What needs to be done: Quote word for word the lines of the records from the line containing "give the mask of house exterior wall" through the end of the records, and nothing else.

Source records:
Start

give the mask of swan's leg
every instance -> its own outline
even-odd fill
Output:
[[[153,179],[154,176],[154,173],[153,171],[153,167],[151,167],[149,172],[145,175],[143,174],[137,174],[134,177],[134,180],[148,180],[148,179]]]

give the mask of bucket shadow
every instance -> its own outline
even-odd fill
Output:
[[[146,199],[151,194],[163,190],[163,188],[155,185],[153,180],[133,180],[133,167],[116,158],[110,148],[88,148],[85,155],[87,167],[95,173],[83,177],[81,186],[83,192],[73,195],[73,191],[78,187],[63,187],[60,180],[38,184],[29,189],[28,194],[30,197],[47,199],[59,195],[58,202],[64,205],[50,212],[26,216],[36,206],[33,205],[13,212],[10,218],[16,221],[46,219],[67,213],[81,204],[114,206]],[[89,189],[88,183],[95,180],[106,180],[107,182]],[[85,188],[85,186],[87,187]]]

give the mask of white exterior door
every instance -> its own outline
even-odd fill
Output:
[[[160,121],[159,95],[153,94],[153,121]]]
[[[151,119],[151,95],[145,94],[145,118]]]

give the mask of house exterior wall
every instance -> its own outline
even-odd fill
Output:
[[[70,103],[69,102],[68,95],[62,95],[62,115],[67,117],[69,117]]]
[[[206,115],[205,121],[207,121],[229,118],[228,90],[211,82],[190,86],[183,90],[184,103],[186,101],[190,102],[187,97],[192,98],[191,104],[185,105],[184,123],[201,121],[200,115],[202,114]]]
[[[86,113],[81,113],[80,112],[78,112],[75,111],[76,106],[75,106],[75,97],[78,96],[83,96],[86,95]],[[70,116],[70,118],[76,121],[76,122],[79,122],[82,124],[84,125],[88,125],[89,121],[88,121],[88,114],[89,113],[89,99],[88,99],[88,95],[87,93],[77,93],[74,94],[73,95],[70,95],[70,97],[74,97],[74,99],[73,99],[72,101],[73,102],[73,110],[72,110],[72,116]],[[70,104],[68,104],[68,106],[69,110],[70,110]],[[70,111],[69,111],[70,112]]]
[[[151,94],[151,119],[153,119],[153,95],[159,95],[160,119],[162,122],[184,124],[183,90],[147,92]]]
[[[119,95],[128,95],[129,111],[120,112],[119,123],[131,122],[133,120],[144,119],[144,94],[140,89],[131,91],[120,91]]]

End

Response:
give the mask of house exterior wall
every instance -> its own outline
even-odd fill
Output:
[[[70,103],[69,102],[68,95],[62,95],[62,115],[67,117],[69,117]]]
[[[206,115],[205,121],[207,121],[229,118],[228,90],[211,82],[190,86],[183,90],[184,103],[186,101],[190,102],[187,97],[192,98],[191,104],[185,105],[184,123],[201,121],[200,115],[202,114]]]
[[[86,113],[81,113],[80,112],[78,112],[75,111],[76,106],[75,106],[75,97],[78,96],[83,96],[86,95]],[[70,116],[70,118],[76,121],[76,122],[79,122],[82,124],[84,125],[88,125],[89,121],[88,121],[88,114],[89,113],[89,99],[88,99],[88,95],[87,93],[77,93],[74,94],[73,95],[70,95],[70,97],[74,97],[74,99],[73,99],[72,101],[73,102],[73,110],[72,110],[72,116]],[[70,104],[68,104],[68,106],[69,110],[70,110]],[[70,111],[69,111],[70,112]]]
[[[151,94],[151,119],[153,119],[153,95],[159,95],[160,119],[162,122],[184,124],[183,90],[147,92]]]
[[[119,95],[128,95],[129,111],[120,112],[119,123],[131,122],[133,120],[144,119],[144,94],[140,89],[131,91],[120,91]]]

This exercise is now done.